■ **What this task involves**
All of the entries should be restated word for word, but without their pictures.

■ **Provided information**

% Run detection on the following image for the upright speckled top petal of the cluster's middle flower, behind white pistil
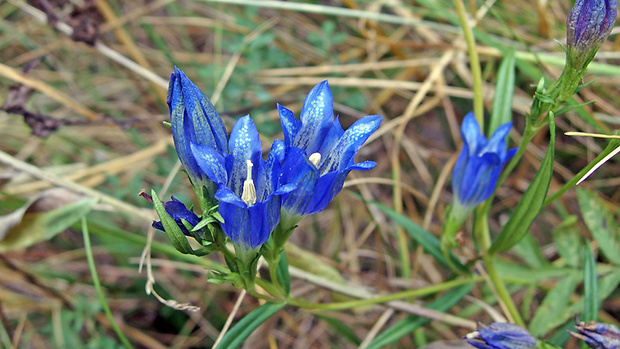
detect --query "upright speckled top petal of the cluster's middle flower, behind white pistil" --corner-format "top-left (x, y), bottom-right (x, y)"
top-left (227, 115), bottom-right (261, 196)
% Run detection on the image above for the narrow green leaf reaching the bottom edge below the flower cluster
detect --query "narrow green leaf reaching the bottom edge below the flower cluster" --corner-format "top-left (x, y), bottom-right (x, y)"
top-left (217, 302), bottom-right (284, 349)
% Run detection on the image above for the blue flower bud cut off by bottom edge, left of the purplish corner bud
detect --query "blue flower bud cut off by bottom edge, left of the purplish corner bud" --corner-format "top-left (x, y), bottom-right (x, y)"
top-left (464, 322), bottom-right (536, 349)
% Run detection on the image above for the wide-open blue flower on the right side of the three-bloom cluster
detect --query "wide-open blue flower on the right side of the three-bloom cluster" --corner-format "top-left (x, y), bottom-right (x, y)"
top-left (278, 81), bottom-right (382, 216)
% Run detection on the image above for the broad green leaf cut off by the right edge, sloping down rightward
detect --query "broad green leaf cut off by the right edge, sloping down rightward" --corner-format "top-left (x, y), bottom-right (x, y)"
top-left (577, 189), bottom-right (620, 265)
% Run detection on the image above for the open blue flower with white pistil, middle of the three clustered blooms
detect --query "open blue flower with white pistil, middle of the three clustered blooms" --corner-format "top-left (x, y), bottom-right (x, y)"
top-left (190, 115), bottom-right (295, 250)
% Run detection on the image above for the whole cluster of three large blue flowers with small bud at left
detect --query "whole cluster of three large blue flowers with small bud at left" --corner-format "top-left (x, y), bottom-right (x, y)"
top-left (153, 67), bottom-right (381, 250)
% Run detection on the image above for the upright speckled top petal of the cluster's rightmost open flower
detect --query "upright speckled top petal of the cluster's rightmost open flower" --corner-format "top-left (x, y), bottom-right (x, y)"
top-left (293, 80), bottom-right (334, 154)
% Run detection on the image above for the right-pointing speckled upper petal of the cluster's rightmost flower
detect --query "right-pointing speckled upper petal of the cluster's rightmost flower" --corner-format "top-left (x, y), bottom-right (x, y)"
top-left (320, 115), bottom-right (383, 174)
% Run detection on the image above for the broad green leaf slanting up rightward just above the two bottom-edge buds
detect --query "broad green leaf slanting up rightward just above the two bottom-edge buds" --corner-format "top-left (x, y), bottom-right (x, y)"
top-left (529, 273), bottom-right (581, 337)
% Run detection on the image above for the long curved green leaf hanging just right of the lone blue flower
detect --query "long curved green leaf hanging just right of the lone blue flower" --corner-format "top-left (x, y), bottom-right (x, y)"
top-left (489, 115), bottom-right (555, 253)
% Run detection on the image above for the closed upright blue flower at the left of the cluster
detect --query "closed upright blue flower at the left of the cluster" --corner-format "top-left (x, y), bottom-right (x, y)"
top-left (167, 67), bottom-right (228, 196)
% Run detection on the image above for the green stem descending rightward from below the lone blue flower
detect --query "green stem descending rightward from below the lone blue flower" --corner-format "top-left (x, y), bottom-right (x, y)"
top-left (474, 205), bottom-right (525, 327)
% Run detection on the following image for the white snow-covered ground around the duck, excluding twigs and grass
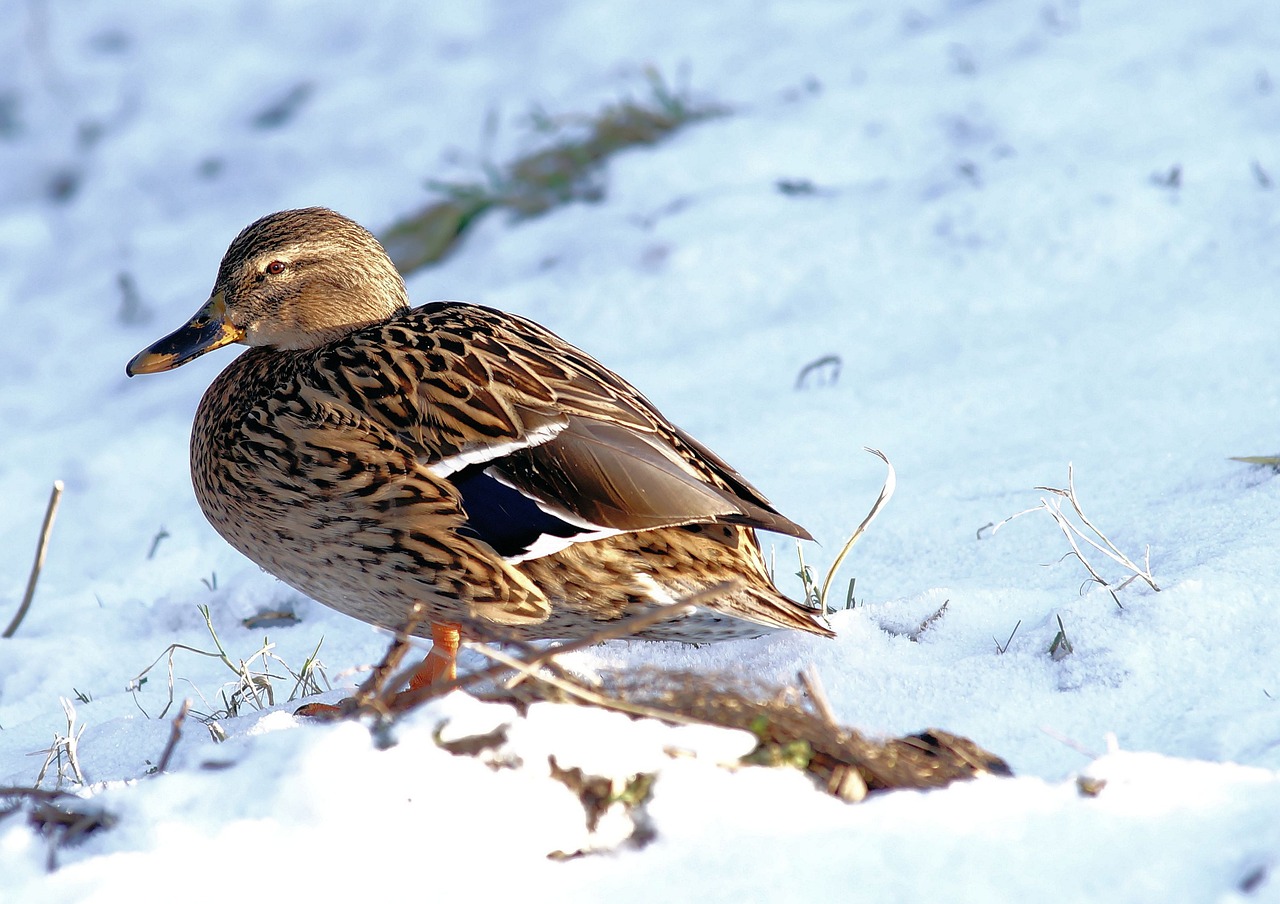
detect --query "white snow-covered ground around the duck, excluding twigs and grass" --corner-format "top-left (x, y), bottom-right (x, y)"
top-left (0, 0), bottom-right (1280, 901)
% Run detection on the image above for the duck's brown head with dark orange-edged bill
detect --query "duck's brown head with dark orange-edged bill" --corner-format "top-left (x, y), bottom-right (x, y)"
top-left (125, 207), bottom-right (408, 376)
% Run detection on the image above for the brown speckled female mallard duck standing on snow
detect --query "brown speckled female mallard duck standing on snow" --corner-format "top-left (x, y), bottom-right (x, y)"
top-left (127, 207), bottom-right (832, 680)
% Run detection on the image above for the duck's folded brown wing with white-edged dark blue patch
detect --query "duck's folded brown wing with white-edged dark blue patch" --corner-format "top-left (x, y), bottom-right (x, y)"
top-left (309, 303), bottom-right (809, 560)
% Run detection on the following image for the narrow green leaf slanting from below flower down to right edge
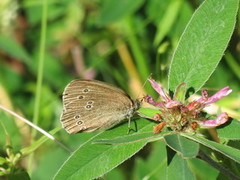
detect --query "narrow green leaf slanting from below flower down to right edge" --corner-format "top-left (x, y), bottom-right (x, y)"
top-left (182, 134), bottom-right (240, 163)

■ **Exercise result**
% Run detection on the following image for the upright speckled top petal of the cluster's middle flower, behind white pistil
detect --query "upright speckled top petal of the cluster's middle flower, behind white pistil" --corner-format "top-left (x, y), bottom-right (x, y)"
top-left (227, 115), bottom-right (261, 196)
% Run detection on the image above for the narrow green leaf reaching the bottom edge below the flower cluster
detect --query "narrow green leaf reaching the bottom edge below the flower cluster" --corner-format "top-left (x, y), bottom-right (x, y)"
top-left (217, 302), bottom-right (284, 349)
% Run detection on the image above for the blue flower bud cut off by bottom edge, left of the purplish corner bud
detect --query "blue flower bud cut off by bottom edge, left of the purplish corner bud" --corner-format "top-left (x, y), bottom-right (x, y)"
top-left (464, 322), bottom-right (536, 349)
% Run detection on the image above for the wide-open blue flower on the right side of the three-bloom cluster
detect --query "wide-open blue flower on the right side of the three-bloom cluster" --corner-format "top-left (x, y), bottom-right (x, y)"
top-left (278, 81), bottom-right (382, 216)
% Run detection on the image above for the broad green leaf cut off by the right edge, sloping down rightward
detect --query "broad green leaf cut off by the right edge, sloping down rightward" --corner-format "top-left (x, y), bottom-right (x, y)"
top-left (577, 189), bottom-right (620, 265)
% Run detection on the image above for the open blue flower with white pistil, middle of the three clustered blooms
detect --query "open blue flower with white pistil, middle of the three clustered blooms" --corner-format "top-left (x, y), bottom-right (x, y)"
top-left (190, 115), bottom-right (295, 250)
% Run detection on the image above for the whole cluster of three large blue flowers with small bud at left
detect --query "whole cluster of three large blue flowers with small bud at left" --corner-format "top-left (x, y), bottom-right (x, y)"
top-left (153, 67), bottom-right (381, 250)
% Run detection on the image above for the upright speckled top petal of the cluster's rightmost open flower
detect --query "upright speckled top petal of the cluster's rightmost open flower" --corner-format "top-left (x, y), bottom-right (x, y)"
top-left (293, 80), bottom-right (334, 154)
% Run detection on the image above for the right-pointing speckled upper petal of the cluster's rightmost flower
detect --query "right-pointing speckled upper petal of the cluster's rightmost flower" --corner-format "top-left (x, y), bottom-right (x, y)"
top-left (320, 115), bottom-right (383, 174)
% Run detection on the image above for the broad green leaf slanting up rightward just above the two bottom-edge buds
detect --query "broad green leaf slanting up rightward just above the two bottom-edge buds" --corner-format "top-left (x, y), bottom-right (x, y)"
top-left (529, 273), bottom-right (581, 337)
% Run detection on the image above for the long curved green leaf hanging just right of the lone blue flower
detect --query "long curved green leaf hanging just right of the lone blue flower" --corner-format "top-left (x, y), bottom-right (x, y)"
top-left (489, 115), bottom-right (555, 253)
% Run detection on the image above for the closed upright blue flower at the left of the cluster
detect --query "closed upright blue flower at the left of the cluster" --corner-format "top-left (x, y), bottom-right (x, y)"
top-left (167, 67), bottom-right (228, 196)
% Run detection on the image above for the green stem descending rightward from below the lone blue flower
detect --query "green stem descending rightward from below the lone blue flower" --corner-format "top-left (x, y), bottom-right (x, y)"
top-left (474, 205), bottom-right (525, 327)
% Run detection on the following image for the white snow-covered ground around the duck, excluding twigs and grass
detect --query "white snow-covered ground around the duck, excluding twigs and grass" --corner-format "top-left (x, y), bottom-right (x, y)"
top-left (0, 0), bottom-right (1280, 901)
% Run detection on the image above for the duck's brown head with dark orange-edged bill
detect --query "duck's brown head with dark orange-edged bill" --corner-format "top-left (x, y), bottom-right (x, y)"
top-left (125, 207), bottom-right (408, 376)
% Run detection on the image above for the brown speckled female mallard duck standing on snow
detect --query "brown speckled female mallard duck standing on snow" --corner-format "top-left (x, y), bottom-right (x, y)"
top-left (127, 207), bottom-right (832, 680)
% Run detection on the image above for the duck's folded brown wing with white-edged dark blue patch
detect --query "duck's folded brown wing with white-edged dark blue patch" --corner-format "top-left (x, y), bottom-right (x, y)"
top-left (309, 303), bottom-right (809, 560)
% Run detection on the following image for the narrow green leaf slanting from below flower down to right edge
detect --query "narrow green leaf slanting from below flower down to right edge" --corner-format "top-left (x, y), bottom-right (x, y)"
top-left (182, 134), bottom-right (240, 163)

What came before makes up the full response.